Marissa Mann, SLP Class of 2022, Wants to Be an Agent of Change in Her Patients’ Lives
Working with patients gave Ms. Mann a new perspective on just how much speech therapy can improve the lives of those who need it.
Marissa Mann, Speech-Language Pathology (SLP) Class of 2022, became interested in SLP because it would give her a chance to be a health worker in a variety of different environments. Since deciding to study SLP at New York Medical College (NYMC), Ms. Mann has taken advantage of the diverse coursework and clinical studies offered by the College and has gained an appreciation for the profession and the benefits it can bring to patients' lives.
What inspired you to pursue your degree?
I wanted to become a speech-language pathologist because I wanted to be in a career that gave me the perfect balance. I wanted to be in one that allowed me to help and educate others, allow me to do medically related work, and give me the flexibility to be in various settings. Becoming a SLP will give me the opportunity to experience all of these different things.
What has helped motivate you along your educational journey? Have you encountered any challenges along the way?

* [EXERCISE DIRECTIONS] According to the profile, at which college did Marissa Mann decide to study speech-language pathology? The material after this profile is separate from it.

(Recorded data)
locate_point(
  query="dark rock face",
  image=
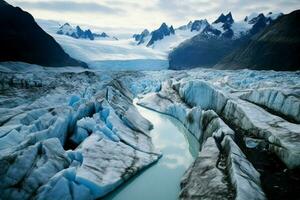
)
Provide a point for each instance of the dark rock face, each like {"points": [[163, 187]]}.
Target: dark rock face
{"points": [[140, 38], [227, 22], [276, 48], [23, 40], [160, 33], [225, 19], [201, 51], [215, 42], [197, 25]]}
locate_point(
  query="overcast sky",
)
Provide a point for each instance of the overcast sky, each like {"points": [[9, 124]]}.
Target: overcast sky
{"points": [[140, 14]]}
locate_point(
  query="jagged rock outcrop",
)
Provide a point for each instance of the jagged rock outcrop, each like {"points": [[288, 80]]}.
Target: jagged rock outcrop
{"points": [[216, 41], [140, 38], [276, 48], [23, 40], [160, 33]]}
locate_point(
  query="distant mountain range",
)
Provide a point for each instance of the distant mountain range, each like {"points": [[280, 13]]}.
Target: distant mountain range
{"points": [[223, 27], [23, 40], [277, 47], [214, 41], [78, 33], [155, 35]]}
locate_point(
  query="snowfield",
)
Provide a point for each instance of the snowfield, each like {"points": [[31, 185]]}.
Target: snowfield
{"points": [[74, 133], [121, 54]]}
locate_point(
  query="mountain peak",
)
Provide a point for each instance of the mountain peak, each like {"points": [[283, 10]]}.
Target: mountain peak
{"points": [[224, 19]]}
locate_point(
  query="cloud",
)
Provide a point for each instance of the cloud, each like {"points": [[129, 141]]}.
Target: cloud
{"points": [[148, 13], [69, 6]]}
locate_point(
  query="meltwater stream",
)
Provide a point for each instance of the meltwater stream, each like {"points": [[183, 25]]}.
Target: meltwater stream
{"points": [[161, 181]]}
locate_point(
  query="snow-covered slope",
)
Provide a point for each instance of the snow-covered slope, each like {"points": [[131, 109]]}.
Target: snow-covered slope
{"points": [[92, 51], [74, 133]]}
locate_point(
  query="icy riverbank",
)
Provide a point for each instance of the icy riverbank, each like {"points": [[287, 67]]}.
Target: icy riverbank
{"points": [[65, 130]]}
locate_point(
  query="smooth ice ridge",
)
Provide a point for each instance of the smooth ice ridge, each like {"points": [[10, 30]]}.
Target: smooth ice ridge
{"points": [[61, 127], [76, 146], [219, 155], [283, 136], [285, 103], [167, 101]]}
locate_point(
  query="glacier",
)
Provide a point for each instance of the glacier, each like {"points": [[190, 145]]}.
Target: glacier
{"points": [[75, 133]]}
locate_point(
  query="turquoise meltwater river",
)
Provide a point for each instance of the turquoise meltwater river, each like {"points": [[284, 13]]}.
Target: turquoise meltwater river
{"points": [[161, 181]]}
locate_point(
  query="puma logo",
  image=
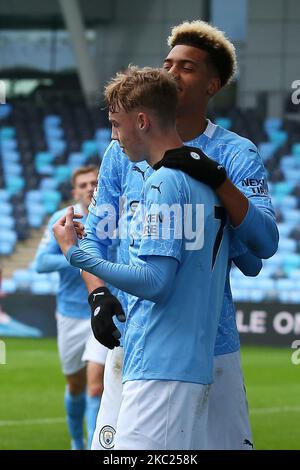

* [RESULT] New York Medical College (NYMC).